Give as a numbered list, with blank lines left out, only the lines of the records starting at the line that contains "target = rider's hair" and ending at the line that contains "column 206, row 370", both included.

### Extracted entries ###

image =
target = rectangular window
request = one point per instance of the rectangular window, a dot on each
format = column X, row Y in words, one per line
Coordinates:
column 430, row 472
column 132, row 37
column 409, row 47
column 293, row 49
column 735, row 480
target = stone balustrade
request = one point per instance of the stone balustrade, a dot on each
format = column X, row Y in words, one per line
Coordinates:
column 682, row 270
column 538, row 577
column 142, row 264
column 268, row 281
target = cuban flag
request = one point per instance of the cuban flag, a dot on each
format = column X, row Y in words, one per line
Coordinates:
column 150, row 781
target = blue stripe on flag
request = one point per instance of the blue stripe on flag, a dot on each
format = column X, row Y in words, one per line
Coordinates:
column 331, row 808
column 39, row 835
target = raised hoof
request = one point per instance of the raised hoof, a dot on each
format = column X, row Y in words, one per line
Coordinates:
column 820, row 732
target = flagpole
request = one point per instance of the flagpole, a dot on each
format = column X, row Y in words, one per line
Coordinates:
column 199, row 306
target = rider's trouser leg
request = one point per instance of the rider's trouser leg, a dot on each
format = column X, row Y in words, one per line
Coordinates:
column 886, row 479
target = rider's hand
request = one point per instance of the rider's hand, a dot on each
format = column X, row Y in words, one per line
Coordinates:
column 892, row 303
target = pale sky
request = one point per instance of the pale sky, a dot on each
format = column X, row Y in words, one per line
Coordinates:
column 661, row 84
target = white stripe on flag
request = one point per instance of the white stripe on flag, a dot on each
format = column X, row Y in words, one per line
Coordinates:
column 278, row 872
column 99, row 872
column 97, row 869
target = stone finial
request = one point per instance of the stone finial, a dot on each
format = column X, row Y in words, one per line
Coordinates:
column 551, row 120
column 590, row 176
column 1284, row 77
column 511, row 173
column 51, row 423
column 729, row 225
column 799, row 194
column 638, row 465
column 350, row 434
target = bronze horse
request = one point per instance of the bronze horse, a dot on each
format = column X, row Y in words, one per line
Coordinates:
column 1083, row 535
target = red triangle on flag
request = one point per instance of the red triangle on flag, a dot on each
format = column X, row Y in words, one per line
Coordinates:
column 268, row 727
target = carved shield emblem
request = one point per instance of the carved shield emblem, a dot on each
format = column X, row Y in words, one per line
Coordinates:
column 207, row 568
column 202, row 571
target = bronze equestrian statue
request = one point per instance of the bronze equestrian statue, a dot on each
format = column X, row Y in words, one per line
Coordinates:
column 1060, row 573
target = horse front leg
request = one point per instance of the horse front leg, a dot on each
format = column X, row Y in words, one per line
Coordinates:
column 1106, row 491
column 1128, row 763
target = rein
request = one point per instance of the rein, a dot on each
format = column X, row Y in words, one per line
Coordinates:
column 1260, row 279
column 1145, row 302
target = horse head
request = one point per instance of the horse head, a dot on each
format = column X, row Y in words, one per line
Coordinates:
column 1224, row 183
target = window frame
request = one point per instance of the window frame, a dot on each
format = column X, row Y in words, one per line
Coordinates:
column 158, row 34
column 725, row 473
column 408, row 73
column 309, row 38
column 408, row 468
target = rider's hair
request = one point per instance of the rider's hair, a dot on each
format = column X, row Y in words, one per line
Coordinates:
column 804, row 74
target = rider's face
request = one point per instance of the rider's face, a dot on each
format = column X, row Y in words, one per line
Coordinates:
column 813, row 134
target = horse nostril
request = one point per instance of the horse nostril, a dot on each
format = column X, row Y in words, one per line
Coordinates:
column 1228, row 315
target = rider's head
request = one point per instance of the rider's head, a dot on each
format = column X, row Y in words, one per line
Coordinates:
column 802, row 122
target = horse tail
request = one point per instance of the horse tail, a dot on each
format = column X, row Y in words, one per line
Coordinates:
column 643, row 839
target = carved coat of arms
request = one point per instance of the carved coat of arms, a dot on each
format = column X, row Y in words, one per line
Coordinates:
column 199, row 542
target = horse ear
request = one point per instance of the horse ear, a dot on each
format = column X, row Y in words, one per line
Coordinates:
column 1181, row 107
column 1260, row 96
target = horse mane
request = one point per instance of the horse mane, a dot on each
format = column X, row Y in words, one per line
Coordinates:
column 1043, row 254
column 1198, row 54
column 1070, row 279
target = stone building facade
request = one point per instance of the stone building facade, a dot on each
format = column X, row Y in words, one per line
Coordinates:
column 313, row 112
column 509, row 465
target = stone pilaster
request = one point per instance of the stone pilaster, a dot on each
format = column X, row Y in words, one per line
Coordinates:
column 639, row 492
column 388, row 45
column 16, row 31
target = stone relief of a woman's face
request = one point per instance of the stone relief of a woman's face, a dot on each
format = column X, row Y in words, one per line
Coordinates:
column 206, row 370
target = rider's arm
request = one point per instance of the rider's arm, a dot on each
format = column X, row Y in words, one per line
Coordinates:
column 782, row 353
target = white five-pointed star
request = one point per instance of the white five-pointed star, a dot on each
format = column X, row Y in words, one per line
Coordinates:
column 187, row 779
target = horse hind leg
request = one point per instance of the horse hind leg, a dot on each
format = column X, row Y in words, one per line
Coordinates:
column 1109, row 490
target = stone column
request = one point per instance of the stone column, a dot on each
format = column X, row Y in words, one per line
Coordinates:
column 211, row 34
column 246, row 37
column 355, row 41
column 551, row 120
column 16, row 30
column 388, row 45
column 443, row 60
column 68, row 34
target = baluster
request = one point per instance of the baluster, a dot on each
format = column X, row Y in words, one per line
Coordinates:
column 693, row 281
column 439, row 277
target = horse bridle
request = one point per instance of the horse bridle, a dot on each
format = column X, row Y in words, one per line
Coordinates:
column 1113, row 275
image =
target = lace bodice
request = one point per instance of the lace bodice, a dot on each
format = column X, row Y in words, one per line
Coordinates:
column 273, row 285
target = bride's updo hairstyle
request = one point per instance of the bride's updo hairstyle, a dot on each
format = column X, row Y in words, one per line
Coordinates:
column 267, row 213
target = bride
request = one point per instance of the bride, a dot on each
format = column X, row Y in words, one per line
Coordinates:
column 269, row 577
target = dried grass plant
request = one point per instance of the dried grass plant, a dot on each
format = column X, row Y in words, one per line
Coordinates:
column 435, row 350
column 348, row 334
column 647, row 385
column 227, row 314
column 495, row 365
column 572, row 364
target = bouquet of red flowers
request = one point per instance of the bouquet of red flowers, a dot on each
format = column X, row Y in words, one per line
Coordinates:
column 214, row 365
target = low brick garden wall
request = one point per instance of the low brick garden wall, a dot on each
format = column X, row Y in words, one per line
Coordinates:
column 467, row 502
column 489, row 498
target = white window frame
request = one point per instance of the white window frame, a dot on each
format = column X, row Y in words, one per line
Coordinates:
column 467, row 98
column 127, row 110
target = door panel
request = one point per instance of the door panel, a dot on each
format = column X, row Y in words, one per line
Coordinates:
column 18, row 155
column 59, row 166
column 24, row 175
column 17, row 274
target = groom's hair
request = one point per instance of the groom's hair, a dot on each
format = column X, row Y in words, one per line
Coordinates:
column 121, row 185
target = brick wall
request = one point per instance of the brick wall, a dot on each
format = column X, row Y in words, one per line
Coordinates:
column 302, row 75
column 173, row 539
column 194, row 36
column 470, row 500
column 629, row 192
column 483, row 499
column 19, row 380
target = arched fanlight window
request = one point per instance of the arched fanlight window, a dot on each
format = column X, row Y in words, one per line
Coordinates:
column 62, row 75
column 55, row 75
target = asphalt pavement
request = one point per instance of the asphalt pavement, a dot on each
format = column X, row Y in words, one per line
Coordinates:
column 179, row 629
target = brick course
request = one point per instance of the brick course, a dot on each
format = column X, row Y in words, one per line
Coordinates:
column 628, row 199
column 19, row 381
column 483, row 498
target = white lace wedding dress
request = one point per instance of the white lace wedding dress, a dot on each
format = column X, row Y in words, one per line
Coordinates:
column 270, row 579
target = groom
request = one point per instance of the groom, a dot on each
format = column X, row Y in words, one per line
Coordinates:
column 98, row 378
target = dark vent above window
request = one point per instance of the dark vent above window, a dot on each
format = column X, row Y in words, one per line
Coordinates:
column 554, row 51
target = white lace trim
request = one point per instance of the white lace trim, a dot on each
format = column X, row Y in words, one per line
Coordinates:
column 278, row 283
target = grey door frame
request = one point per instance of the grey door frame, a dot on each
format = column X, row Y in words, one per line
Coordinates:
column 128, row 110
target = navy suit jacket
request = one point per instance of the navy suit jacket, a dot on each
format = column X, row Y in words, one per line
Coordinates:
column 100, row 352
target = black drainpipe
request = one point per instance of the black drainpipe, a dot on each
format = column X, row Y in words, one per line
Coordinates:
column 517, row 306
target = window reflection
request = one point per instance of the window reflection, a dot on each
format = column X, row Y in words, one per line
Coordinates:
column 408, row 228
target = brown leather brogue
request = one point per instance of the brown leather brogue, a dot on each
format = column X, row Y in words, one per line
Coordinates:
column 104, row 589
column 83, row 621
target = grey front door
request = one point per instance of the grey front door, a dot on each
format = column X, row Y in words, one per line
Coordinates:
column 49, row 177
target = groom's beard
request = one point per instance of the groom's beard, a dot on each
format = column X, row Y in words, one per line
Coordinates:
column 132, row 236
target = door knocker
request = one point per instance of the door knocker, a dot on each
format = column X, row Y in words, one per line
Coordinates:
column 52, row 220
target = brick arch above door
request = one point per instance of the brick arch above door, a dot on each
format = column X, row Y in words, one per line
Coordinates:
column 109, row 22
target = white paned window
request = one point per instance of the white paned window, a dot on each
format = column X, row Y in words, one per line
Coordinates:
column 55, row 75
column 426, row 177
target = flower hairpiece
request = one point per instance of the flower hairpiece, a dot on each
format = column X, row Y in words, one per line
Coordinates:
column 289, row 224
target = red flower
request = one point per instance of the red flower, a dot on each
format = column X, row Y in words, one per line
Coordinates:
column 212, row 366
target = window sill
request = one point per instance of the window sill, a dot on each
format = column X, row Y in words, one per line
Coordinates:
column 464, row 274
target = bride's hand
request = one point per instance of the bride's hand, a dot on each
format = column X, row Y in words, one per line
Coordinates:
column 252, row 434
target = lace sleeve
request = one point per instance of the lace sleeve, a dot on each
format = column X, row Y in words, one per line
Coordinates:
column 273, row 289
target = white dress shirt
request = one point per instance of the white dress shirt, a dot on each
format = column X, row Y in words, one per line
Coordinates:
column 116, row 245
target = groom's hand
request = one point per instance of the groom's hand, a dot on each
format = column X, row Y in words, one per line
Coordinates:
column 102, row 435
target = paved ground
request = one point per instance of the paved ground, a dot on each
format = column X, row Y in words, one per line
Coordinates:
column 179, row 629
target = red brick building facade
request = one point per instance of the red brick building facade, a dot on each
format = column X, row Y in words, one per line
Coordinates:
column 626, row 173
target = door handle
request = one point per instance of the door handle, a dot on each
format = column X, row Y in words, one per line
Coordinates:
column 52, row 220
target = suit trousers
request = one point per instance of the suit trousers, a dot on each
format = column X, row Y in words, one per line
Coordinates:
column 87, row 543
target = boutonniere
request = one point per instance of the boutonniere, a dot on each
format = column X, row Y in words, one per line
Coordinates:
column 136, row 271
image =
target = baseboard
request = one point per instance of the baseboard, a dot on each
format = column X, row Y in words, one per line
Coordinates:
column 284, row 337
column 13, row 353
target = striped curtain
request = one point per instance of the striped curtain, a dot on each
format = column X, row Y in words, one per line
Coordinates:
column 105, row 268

###

• [Result of this task]
1. target = rider's hair
2. request = one point per instance of the rider's hair, a dot on each
3. format = column X, row Y in words, one per line
4. Coordinates:
5. column 804, row 74
6. target = rider's face
7. request = one point per instance of the rider's face, a dot on each
8. format = column X, row Y in words, one per line
9. Coordinates:
10. column 813, row 134
11. target = horse nostril
12. request = one point per instance of the horse nostril, a dot on each
13. format = column X, row Y in words, one per line
14. Coordinates:
15. column 1228, row 315
16. target = rider's head
17. request = one point per instance of the rider's head, a dot on each
18. format = column X, row Y in words, one per line
19. Coordinates:
20. column 802, row 122
21. target = horse tail
22. request = one point per instance of the horse tail, a dot on each
23. format = column X, row Y in words, one per line
24. Coordinates:
25. column 643, row 839
26. target = carved coat of arms
27. request = one point per instance of the carved coat of arms, a dot on each
28. format = column X, row Y in words, one per line
29. Coordinates:
30. column 199, row 542
31. target = horse ear
32. request = one point per instance of the horse ear, a dot on each
33. format = column X, row Y in words, one per line
34. Coordinates:
35. column 1181, row 107
36. column 1260, row 96
37. target = horse mane
38. request = one point per instance of the horse mane, a dot on each
39. format = column X, row Y in words, one per line
40. Coordinates:
41. column 1043, row 254
42. column 1198, row 54
43. column 1070, row 279
44. target = stone building facade
45. request = one point per instance of the stone building facade, a dot on each
46. format = column X, row Y in words, one per line
47. Coordinates:
48. column 313, row 112
49. column 509, row 465
50. target = stone pilaster
51. request = one point per instance of the stone pilaster, a dot on each
52. format = column X, row Y in words, one per line
53. Coordinates:
54. column 639, row 492
55. column 388, row 45
56. column 16, row 31
57. target = stone relief of a woman's face
58. request = one point per instance of the stone relief of a woman's face, a dot on each
59. format = column X, row Y in words, one per line
60. Coordinates:
61. column 206, row 370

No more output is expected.